▶ [Do zrobienia]:
Zastąp w recenzji telewizora słowo „designerskich” słowem „stylowych”. Podaj fragment zaczynający się od słów „Zdecydowano przy tym, że” i kończący na słowach „Z jakim efektem?”.
━━ Artykuł ━━
LG OLED Objet Pose. Piękny obraz, to i piękny telewizor. Gdzie wady? Recenzja
Niektórzy oczekują od telewizora więcej niż tylko dobrego obrazu czy funkcji smart. Entuzjaści wzornictwa i sztuki szukają urządzeń, które będą podkreślać stylowość pomieszczeń, w jakich się znajdują. LG OLED Objet Posé to odpowiedź na ten popyt.
Zapotrzebowanie na designerskie telewizory jako pierwszy odkrył Samsung. Jego linia odbiorników The Frame, imitujących wiszące na ścianie obrazy, okazała się wielkim sukcesem. Samsung wprowadził też The Serif, czyli telewizor w wyjątkowo wyszukanej obudowie (i równie przyciągającym wzrok stojaku). LG zdecydowało się spróbować czegoś podobnego.
Zdecydowano przy tym, że klient oglądający się na piękne telewizory oczekuje też po nich najlepszych dostępnych technologii. Samsung nie stosuje w swoich designerskich telewizorach swoich najlepszych paneli. Tymczasem LG OLED Objet Posé wyposażony jest w matrycę OLED Ex, do niedawna najlepszą matrycę typu WOLED. Z jakim efektem?
━━━
━━ Lista wpisów ━━
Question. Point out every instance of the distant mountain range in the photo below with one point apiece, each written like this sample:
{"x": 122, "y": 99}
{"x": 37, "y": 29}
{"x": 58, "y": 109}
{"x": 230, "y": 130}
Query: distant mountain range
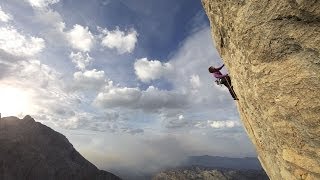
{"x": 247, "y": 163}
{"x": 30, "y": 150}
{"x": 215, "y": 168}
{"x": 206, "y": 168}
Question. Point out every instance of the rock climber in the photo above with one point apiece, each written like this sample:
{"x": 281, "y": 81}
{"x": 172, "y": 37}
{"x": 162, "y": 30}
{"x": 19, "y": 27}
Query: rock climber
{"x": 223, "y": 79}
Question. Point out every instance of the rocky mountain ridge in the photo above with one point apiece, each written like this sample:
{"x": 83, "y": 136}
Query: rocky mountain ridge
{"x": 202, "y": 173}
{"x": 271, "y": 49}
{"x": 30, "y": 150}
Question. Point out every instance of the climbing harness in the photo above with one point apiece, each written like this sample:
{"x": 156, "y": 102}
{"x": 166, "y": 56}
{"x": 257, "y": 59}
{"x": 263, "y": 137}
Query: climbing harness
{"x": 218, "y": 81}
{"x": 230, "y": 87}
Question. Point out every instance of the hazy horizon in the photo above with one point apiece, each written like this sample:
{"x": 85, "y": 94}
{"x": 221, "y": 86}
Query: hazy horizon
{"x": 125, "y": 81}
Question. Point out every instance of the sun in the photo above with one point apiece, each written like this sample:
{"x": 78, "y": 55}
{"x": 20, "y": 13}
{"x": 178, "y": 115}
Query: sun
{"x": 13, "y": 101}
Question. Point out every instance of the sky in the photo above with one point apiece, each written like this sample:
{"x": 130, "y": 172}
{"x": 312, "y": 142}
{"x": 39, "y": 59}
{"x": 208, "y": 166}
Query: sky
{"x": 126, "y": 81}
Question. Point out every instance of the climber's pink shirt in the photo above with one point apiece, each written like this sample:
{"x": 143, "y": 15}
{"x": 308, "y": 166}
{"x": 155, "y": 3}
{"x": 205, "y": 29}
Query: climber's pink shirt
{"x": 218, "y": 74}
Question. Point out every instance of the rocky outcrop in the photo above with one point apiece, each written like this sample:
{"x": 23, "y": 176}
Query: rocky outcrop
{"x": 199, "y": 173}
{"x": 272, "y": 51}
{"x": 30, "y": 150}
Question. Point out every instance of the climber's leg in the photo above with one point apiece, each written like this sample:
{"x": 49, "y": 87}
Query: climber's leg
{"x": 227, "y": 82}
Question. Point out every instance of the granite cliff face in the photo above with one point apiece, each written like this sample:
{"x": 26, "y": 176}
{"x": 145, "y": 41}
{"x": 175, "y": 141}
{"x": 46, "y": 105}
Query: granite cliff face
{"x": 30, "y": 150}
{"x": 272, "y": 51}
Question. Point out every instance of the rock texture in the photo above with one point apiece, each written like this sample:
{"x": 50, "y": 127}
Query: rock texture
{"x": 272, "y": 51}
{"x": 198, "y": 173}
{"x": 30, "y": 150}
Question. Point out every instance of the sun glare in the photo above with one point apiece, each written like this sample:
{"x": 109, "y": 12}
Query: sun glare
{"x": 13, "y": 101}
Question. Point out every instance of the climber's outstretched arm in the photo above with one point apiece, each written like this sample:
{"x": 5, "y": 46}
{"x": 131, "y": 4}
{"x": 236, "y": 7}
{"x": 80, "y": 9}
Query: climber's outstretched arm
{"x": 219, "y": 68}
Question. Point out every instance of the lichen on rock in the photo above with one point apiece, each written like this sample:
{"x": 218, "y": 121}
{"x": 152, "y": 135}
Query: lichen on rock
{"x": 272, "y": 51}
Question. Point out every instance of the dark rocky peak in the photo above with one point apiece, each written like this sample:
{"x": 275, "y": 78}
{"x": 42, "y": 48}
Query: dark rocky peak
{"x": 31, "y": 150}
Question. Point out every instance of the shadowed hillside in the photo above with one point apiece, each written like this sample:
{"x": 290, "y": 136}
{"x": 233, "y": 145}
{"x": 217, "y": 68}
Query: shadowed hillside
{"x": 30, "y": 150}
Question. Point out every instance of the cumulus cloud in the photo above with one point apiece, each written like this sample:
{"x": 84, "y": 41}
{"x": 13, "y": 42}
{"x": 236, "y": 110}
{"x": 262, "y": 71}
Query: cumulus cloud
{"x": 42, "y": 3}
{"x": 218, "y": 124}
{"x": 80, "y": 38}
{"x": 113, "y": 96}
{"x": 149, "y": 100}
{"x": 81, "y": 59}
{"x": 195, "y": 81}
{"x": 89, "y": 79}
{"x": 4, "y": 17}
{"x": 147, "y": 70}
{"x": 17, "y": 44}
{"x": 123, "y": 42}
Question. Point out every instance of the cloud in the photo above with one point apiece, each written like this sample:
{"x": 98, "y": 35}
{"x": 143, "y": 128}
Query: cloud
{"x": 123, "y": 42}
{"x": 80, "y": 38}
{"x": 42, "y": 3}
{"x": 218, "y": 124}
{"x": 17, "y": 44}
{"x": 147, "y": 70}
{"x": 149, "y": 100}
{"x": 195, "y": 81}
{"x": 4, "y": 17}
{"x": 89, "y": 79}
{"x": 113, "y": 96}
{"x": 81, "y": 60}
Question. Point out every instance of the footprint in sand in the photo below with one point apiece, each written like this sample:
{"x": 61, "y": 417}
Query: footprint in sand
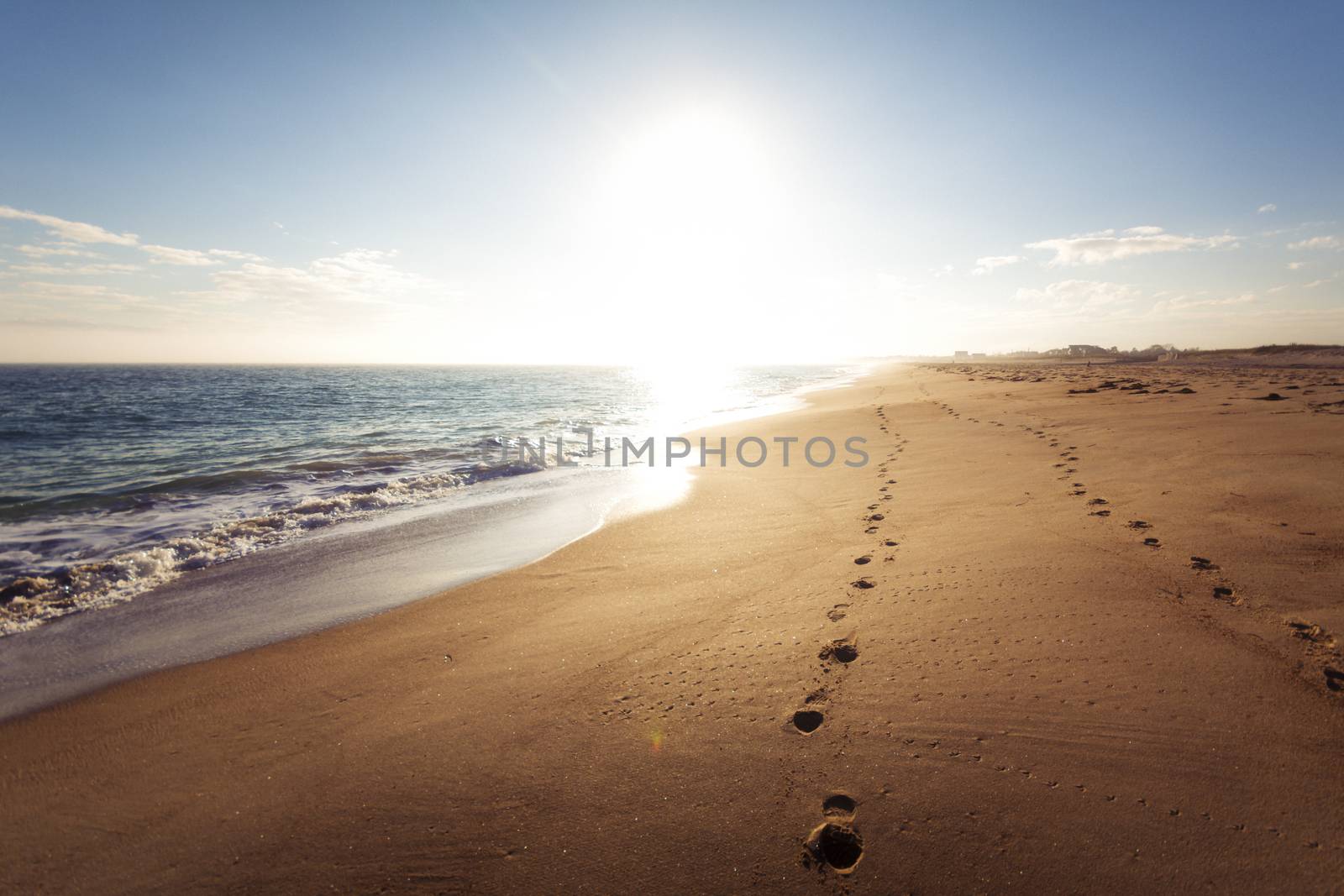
━━━
▶ [Twoja odpowiedź]:
Zdecydowano przy tym, że klient oglądający się na piękne telewizory oczekuje też po nich najlepszych dostępnych technologii. Samsung nie stosuje w swoich stylowych telewizorach swoich najlepszych paneli. Tymczasem LG OLED Objet Posé wyposażony jest w matrycę OLED Ex, do niedawna najlepszą matrycę typu WOLED. Z jakim efektem?